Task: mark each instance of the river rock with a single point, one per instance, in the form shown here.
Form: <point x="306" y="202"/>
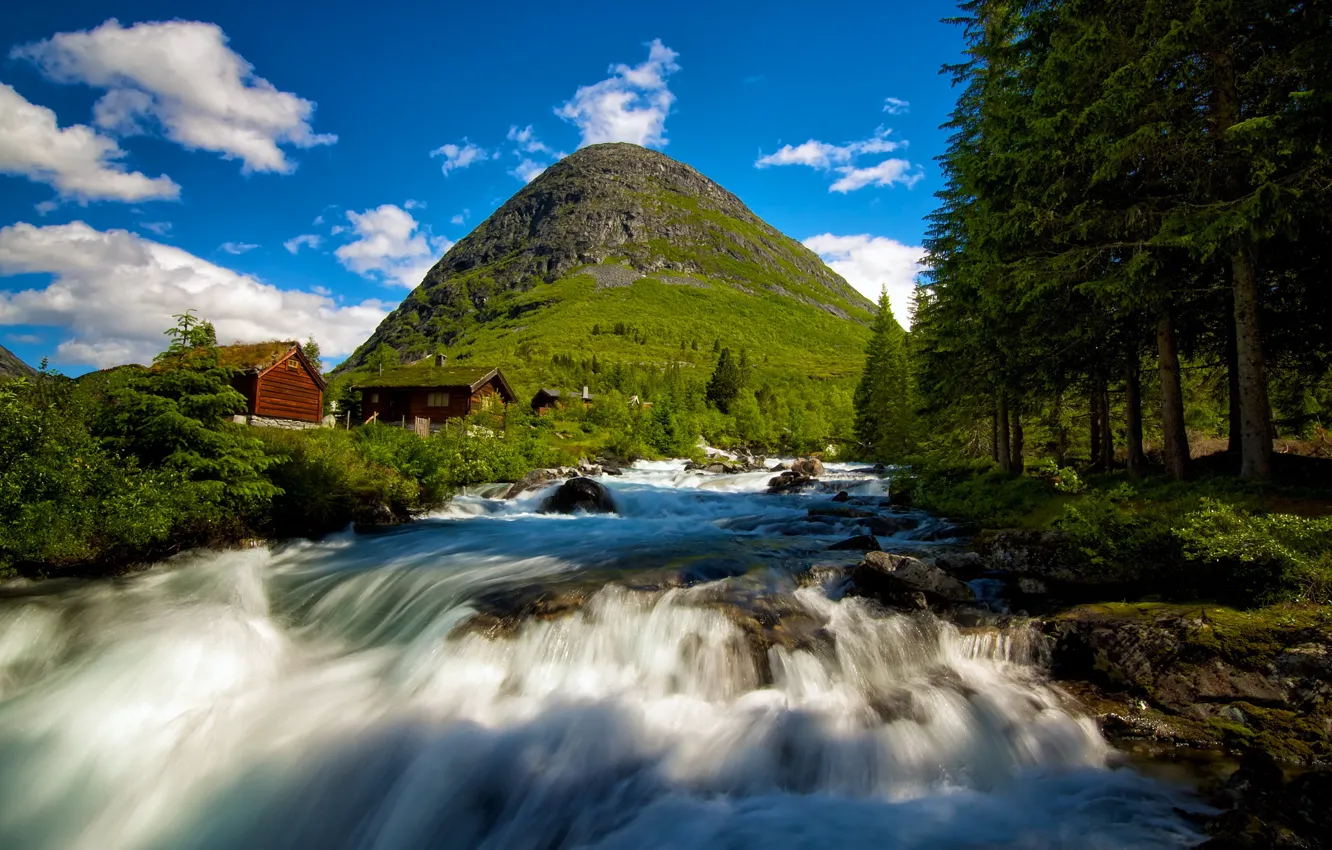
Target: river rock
<point x="538" y="478"/>
<point x="807" y="466"/>
<point x="886" y="526"/>
<point x="889" y="577"/>
<point x="842" y="512"/>
<point x="1039" y="554"/>
<point x="1031" y="586"/>
<point x="580" y="494"/>
<point x="790" y="482"/>
<point x="861" y="542"/>
<point x="1268" y="810"/>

============================================================

== Work request ==
The answer must be an exact copy of the records, with no images in it.

== Solved problem ==
Task: mark each instance of the river rock with a single point, one per instance, in the form shown here.
Form: <point x="306" y="202"/>
Target: river rock
<point x="538" y="478"/>
<point x="807" y="466"/>
<point x="886" y="526"/>
<point x="889" y="577"/>
<point x="842" y="512"/>
<point x="1039" y="554"/>
<point x="1031" y="586"/>
<point x="580" y="494"/>
<point x="790" y="482"/>
<point x="861" y="542"/>
<point x="1268" y="810"/>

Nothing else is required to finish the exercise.